══ Text passage

Elderly Australians, people with chronic illness and healthcare workers would be first in line once a COVID-19 vaccine is available.
Deputy Chief Medical Officer Michael Kidd reassured Australians a vaccine won’t be made available until one is safe and effective at providing an immune response to the virus.
There would likely be prioritisation for who gets it first.
“Obviously people who are most at risk will be at the top of the list,” Kidd said in a video posted to Facebook.
“This includes our elderly population, it includes people with chronic diseases which put them at increased risk if infected with COVID-19.
“But it also includes the people who provide care to those people. Our wonderful aged care workers, our healthcare workers working right across the sectors in hospitals, in general practices, in pharmacies and in other community health settings.”
The federal government is spending more than $2 billion towards both local and international vaccine development.
A University of Oxford/AstraZeneca vaccine is in the third phase of trials and is considered one of the best hopes in the world, with regulatory approval expected to be sought shortly.
A University of Queensland/CSL version is on track for mid-year.
Tuesday’s federal budget forecasts rely on a coronavirus vaccine being found by late 2021.
Meanwhile, the border battles continue between NSW and Queensland.
Queensland has set a strict benchmark of 28 days of unlinked community transmission before NSW residents can visit.

════
══ Record set

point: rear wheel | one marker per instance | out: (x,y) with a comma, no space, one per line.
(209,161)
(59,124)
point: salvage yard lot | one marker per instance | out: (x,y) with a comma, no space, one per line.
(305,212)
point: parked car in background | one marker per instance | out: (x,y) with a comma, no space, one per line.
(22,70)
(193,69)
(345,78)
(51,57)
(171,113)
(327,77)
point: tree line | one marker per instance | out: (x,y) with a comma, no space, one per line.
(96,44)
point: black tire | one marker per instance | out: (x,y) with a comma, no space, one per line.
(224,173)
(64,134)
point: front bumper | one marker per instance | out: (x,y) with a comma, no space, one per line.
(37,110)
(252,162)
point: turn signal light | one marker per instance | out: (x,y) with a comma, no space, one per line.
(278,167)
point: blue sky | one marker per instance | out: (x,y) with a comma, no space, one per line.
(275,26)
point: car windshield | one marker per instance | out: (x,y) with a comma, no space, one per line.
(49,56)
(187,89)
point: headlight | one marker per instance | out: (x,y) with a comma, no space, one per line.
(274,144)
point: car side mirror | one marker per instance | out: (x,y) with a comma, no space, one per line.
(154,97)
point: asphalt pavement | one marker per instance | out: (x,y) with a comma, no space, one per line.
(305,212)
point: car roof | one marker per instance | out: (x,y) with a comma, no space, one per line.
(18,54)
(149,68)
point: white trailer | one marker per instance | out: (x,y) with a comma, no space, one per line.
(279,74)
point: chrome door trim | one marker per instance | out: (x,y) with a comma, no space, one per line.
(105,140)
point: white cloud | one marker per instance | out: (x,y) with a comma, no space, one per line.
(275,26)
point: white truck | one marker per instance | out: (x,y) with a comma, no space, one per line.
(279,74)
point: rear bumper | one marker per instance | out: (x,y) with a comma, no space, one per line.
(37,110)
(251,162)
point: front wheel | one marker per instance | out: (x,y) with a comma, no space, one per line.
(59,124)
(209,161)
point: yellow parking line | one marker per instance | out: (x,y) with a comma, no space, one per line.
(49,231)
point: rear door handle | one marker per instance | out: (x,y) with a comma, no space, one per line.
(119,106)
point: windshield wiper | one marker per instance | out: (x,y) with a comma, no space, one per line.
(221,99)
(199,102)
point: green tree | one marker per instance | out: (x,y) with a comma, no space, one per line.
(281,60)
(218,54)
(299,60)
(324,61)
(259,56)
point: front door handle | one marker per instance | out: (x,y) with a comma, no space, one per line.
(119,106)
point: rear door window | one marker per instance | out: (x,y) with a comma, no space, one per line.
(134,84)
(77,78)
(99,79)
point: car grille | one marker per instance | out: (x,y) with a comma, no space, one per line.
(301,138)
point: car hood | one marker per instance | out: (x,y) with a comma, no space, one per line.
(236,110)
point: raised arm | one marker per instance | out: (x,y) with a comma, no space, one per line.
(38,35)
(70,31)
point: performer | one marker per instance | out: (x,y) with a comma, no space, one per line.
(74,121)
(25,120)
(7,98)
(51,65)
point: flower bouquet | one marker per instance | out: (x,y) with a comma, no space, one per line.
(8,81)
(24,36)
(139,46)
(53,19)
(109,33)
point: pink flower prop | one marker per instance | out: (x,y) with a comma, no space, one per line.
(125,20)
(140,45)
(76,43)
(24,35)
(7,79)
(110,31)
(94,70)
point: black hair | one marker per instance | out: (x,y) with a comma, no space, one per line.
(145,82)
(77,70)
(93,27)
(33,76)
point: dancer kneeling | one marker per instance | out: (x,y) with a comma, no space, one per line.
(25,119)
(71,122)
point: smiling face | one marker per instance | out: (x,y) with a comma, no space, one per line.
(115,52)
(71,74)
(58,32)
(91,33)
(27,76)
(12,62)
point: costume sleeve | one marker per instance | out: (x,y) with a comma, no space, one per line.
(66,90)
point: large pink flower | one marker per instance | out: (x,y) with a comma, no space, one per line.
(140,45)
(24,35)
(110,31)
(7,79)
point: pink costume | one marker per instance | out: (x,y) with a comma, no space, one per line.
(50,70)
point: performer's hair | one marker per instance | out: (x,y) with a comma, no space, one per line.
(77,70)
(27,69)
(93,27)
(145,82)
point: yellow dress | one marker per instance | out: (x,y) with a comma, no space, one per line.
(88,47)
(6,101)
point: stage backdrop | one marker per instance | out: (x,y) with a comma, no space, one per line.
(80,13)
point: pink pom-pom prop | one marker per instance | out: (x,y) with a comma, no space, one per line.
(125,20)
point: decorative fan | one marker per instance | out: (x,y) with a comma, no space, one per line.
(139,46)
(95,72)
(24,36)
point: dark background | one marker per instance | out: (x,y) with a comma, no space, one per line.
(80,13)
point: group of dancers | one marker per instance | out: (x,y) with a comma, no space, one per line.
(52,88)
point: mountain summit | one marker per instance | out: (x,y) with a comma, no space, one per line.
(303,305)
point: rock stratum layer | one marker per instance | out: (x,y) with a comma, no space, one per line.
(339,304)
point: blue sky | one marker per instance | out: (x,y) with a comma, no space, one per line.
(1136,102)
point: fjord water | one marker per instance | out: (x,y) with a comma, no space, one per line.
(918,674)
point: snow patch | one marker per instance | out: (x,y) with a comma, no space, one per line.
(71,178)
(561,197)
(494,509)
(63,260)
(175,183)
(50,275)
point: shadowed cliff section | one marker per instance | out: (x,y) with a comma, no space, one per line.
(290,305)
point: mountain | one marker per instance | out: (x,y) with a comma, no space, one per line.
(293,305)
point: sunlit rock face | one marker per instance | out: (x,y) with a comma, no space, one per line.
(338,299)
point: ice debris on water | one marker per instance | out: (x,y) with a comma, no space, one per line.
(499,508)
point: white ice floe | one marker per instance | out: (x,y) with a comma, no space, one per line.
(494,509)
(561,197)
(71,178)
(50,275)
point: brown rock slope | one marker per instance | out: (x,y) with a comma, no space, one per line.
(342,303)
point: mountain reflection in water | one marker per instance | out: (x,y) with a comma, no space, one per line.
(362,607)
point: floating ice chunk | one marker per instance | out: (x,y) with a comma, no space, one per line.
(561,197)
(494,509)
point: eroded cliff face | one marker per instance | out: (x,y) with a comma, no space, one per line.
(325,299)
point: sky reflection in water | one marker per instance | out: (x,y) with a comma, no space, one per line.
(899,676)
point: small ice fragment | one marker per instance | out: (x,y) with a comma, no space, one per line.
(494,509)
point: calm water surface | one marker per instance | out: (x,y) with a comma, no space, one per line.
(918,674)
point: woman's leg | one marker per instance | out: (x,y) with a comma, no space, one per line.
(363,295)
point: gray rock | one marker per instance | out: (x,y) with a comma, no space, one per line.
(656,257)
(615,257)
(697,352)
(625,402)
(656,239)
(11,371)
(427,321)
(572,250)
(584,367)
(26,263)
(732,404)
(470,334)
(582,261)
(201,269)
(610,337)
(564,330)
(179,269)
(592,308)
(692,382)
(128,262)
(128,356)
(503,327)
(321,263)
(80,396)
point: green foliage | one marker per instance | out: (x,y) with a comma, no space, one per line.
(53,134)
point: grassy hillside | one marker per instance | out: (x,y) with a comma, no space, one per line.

════

## Work instruction 1
Copy the part of the article on COVID-19 vaccine priority in Australia from "Elderly Australians, people" to "gets it first.".
## Work instruction 2
Write what comes next in the article on COVID-19 vaccine priority in Australia, following on from its final sentence.

## Task answer 1
Elderly Australians, people with chronic illness and healthcare workers would be first in line once a COVID-19 vaccine is available.
Deputy Chief Medical Officer Michael Kidd reassured Australians a vaccine won’t be made available until one is safe and effective at providing an immune response to the virus.
There would likely be prioritisation for who gets it first.

## Task answer 2
NSW recorded eight locally acquired cases on Thursday and was given a strict deadline to investigate them before the border clock resets.
But Premier Annastacia Palaszczuk - who is in the midst of a state election campaign - has muddied the waters by saying it won’t automatically occur.
Asked about reopening the border, she said she was “not ruling out anything”.
Of the eight new cases in NSW, one is being investigated while the rest are linked to a known case or cluster.
Victoria has recorded another 11 cases of coronavirus on Thursday but no deaths, keeping the national toll at 897.
The cases take Melbourne’s all important 14-day case average down to 9.7.
The city needs a 14-day average of five or fewer cases and no more than five mystery cases to ease restrictions on October 19.
Victorian Premier Daniel Andrews says it is “highly unlikely that nothing will change” by that date.
“There will be some changes, the exact nature of those changes we will need to look at,” he told reporters in Melbourne.